Every line below from the one containing "column 116, row 230" to the final line must be reproduced exactly, and no other line may appear in the answer.

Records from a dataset
::::::::::
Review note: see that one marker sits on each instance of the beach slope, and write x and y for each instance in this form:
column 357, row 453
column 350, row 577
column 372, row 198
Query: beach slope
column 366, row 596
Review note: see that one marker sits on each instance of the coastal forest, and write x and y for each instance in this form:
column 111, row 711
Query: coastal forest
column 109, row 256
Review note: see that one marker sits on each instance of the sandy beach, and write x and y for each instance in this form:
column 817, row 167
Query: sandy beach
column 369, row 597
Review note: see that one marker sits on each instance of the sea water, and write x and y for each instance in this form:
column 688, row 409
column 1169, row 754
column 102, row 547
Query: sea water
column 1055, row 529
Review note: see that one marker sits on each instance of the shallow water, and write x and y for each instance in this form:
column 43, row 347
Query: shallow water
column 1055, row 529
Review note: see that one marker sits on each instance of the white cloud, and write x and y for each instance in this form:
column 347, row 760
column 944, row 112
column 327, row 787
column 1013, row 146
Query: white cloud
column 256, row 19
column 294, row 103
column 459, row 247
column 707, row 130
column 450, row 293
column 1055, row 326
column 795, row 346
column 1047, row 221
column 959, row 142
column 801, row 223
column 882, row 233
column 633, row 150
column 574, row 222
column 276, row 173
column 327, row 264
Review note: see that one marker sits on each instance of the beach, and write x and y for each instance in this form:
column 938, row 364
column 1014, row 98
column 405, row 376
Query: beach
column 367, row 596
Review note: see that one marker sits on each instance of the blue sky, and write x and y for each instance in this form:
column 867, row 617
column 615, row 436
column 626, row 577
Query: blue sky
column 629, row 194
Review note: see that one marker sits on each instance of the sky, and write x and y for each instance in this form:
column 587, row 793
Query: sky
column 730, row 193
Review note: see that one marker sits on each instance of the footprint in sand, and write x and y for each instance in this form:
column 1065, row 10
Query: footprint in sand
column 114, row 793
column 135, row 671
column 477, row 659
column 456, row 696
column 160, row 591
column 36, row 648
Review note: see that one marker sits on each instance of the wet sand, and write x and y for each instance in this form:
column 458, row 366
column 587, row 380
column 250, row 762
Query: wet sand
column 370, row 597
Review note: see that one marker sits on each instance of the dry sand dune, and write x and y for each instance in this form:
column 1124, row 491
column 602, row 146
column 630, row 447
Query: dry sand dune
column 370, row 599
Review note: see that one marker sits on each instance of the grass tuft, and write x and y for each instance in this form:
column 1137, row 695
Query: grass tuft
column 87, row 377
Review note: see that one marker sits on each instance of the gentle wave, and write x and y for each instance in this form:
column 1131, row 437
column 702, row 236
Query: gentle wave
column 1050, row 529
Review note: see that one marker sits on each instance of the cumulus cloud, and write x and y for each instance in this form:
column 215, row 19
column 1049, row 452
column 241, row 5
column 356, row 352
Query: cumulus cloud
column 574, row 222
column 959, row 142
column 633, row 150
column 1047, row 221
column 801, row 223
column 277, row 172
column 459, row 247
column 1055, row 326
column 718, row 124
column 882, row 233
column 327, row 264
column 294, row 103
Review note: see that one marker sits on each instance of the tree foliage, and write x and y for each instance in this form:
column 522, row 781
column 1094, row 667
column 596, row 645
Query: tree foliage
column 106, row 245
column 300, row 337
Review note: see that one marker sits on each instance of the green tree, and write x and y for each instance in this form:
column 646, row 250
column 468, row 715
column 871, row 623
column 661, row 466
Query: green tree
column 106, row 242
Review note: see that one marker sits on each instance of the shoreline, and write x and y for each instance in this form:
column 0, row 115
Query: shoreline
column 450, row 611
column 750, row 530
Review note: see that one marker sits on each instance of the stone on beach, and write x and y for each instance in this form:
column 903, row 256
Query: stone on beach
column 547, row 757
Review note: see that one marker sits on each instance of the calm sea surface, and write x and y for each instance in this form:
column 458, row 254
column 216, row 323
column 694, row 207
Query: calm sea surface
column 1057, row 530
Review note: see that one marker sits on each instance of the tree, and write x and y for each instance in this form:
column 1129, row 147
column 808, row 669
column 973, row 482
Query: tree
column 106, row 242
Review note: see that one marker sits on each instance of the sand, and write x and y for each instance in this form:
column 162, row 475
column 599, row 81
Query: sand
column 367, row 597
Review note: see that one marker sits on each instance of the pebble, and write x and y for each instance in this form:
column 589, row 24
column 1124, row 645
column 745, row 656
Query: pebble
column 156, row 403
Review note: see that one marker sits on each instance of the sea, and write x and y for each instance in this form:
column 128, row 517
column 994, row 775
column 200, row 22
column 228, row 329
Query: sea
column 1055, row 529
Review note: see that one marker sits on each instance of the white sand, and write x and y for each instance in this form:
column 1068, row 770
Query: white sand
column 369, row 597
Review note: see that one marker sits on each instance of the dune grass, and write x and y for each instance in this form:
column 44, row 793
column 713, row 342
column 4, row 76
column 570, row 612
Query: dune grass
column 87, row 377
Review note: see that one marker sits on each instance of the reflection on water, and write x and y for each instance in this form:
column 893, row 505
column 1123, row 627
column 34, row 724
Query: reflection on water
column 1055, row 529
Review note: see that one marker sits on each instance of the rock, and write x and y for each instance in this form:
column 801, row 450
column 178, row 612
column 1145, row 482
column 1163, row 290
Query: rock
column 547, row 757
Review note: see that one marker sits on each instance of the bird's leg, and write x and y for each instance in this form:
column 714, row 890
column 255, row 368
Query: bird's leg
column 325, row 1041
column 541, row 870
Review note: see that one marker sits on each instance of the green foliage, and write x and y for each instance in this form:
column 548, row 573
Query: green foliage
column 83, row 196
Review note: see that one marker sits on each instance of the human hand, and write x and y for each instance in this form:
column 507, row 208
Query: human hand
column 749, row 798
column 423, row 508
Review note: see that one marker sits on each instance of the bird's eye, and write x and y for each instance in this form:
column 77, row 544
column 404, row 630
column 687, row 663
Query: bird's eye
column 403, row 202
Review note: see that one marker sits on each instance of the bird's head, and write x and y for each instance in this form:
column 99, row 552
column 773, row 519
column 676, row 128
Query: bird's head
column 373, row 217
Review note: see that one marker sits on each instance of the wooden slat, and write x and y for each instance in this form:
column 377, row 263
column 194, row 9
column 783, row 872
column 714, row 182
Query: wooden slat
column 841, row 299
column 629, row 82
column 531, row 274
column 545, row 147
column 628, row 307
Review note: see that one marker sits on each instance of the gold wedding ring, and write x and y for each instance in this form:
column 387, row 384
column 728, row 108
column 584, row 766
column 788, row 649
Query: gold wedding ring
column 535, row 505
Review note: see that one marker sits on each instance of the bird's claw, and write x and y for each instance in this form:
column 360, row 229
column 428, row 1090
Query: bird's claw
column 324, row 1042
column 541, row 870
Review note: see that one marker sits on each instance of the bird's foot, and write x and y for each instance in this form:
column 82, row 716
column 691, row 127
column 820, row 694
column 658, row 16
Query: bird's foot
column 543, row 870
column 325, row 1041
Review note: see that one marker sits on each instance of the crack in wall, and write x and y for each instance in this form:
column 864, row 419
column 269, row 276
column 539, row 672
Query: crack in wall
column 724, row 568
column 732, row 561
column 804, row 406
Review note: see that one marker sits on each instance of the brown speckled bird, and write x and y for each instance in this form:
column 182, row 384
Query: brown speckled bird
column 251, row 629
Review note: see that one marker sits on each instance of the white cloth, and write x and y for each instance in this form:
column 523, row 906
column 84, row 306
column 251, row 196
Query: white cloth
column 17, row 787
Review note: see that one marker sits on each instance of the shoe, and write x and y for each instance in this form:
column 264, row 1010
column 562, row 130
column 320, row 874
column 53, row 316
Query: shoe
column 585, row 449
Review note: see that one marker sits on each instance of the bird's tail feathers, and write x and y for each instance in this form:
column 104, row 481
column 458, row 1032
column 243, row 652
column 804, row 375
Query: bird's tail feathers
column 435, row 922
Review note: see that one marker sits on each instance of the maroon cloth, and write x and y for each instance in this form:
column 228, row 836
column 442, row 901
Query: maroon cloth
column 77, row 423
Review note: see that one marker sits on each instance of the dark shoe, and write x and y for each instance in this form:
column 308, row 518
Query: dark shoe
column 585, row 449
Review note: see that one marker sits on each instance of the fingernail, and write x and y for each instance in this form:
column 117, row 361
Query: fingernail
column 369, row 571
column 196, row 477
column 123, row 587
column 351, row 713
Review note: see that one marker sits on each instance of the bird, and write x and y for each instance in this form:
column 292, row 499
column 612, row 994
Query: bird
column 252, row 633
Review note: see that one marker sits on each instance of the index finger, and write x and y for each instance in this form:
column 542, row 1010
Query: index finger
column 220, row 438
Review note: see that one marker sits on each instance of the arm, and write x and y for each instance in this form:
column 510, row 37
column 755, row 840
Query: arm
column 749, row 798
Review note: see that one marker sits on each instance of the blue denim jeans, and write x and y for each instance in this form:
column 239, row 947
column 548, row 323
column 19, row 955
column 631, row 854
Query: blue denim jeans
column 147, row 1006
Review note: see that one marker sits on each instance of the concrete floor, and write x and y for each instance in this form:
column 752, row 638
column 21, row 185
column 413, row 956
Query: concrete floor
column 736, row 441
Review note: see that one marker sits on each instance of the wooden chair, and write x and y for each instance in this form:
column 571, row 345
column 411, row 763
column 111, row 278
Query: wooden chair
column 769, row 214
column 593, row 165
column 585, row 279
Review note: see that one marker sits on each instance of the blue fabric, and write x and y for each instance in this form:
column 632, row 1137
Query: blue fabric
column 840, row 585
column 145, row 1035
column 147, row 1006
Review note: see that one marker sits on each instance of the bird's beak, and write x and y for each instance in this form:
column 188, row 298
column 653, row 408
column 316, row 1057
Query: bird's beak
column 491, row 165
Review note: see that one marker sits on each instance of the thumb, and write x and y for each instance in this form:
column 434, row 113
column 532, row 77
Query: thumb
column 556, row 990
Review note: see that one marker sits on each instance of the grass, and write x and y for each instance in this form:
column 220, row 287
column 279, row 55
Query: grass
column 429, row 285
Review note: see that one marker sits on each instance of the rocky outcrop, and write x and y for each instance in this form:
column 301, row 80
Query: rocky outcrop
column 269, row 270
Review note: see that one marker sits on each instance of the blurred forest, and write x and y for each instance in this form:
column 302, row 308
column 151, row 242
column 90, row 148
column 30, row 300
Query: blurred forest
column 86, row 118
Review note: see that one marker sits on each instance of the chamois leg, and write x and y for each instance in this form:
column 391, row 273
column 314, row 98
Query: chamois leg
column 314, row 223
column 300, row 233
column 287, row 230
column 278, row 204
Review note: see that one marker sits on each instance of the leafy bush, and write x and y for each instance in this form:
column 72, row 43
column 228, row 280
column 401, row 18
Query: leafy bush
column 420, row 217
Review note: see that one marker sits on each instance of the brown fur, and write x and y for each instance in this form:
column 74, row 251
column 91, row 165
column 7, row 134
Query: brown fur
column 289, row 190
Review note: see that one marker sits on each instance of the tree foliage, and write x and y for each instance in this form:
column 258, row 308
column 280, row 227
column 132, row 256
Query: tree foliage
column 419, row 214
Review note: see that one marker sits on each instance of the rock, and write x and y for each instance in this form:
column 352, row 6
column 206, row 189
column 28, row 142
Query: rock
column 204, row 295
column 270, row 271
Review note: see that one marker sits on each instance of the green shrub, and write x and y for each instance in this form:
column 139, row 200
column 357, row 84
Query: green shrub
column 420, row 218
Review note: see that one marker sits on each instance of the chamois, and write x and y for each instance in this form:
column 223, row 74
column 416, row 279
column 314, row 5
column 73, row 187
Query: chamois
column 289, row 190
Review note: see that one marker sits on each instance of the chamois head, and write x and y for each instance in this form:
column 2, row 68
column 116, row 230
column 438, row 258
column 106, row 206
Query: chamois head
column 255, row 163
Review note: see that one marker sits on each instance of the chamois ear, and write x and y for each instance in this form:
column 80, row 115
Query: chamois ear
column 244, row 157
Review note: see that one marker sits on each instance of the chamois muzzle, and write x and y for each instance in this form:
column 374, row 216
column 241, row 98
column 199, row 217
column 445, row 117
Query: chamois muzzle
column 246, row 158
::::::::::
• [Response]:
column 116, row 230
column 438, row 258
column 106, row 206
Query: chamois head
column 255, row 163
Review note: see that one marker sits on each instance of the chamois ear, and write x and y for each instance in this form:
column 80, row 115
Query: chamois ear
column 244, row 157
Review note: see that one marker sits on each instance of the chamois muzzle, and write x and y for each instance in this form:
column 374, row 216
column 241, row 98
column 199, row 217
column 445, row 117
Query: chamois muzzle
column 246, row 158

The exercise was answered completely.